Page excerpt:
########

- Born: January 3, 1971 (age 55) Toronto, Canada
- Education: Simon Fraser University (B.A.), University of British Columbia (BEd), University of Victoria (Graduate Certificate)
- Alma mater: Simon Fraser University; University of British Columbia; University of Victoria;
- Occupations: Author, novelist
- Writing career
- Language: English
- Notable works: The Heaviness of Things That Float; Dressed to Play; Head to Head; Open Secrets;
- Notable awards: Ethel Wilson Fiction Prize (2017)
- Website: www.jenmanuel.com

= Jennifer Manuel =

Canadian novelist

Jennifer Manuel is a Canadian novelist and short-story writer. She has published one literary novel and three books for young readers. Her debut novel The Heaviness of Things That Float won the Ethel Wilson Fiction Prize in 2017. She has published two middle-grade sports novels including Dressed to Play and Head to Head, which was nominated for The Red Cedar Awards in 2021. Her young adult novel, Open Secrets, addresses grooming in the music industry. She has also published short stories in The Fiddlehead, Prism International, and Room Magazine. Her short story, "Urchin," was a Western Magazine finalist.

########

Requirement a: According to the Jennifer Manuel page, which prize did her debut novel win in 2017?
The Jennifer Manuel page and the entry are separate, unrelated material.

Data provided:
########

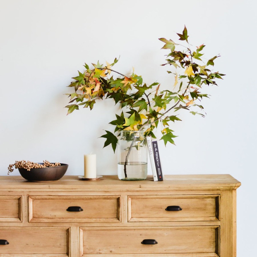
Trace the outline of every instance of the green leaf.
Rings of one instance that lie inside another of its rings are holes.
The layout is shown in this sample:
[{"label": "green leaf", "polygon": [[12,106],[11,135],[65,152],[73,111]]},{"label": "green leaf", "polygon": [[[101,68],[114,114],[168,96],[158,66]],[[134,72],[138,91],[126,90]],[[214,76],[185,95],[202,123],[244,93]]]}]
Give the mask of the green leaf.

########

Requirement b: Duplicate the lines of the entry above word for word, leaving out the picture.

Task response a: The Ethel Wilson Fiction Prize.

Task response b:
Trace the outline of every instance of the green leaf.
Rings of one instance that lie inside another of its rings are holes.
The layout is shown in this sample:
[{"label": "green leaf", "polygon": [[12,106],[11,135],[65,152],[73,111]]},{"label": "green leaf", "polygon": [[[101,68],[114,114],[168,96],[158,66]],[[134,72],[138,91],[126,90]],[[214,76],[185,95],[202,123],[244,93]]]}]
Give the mask of the green leaf.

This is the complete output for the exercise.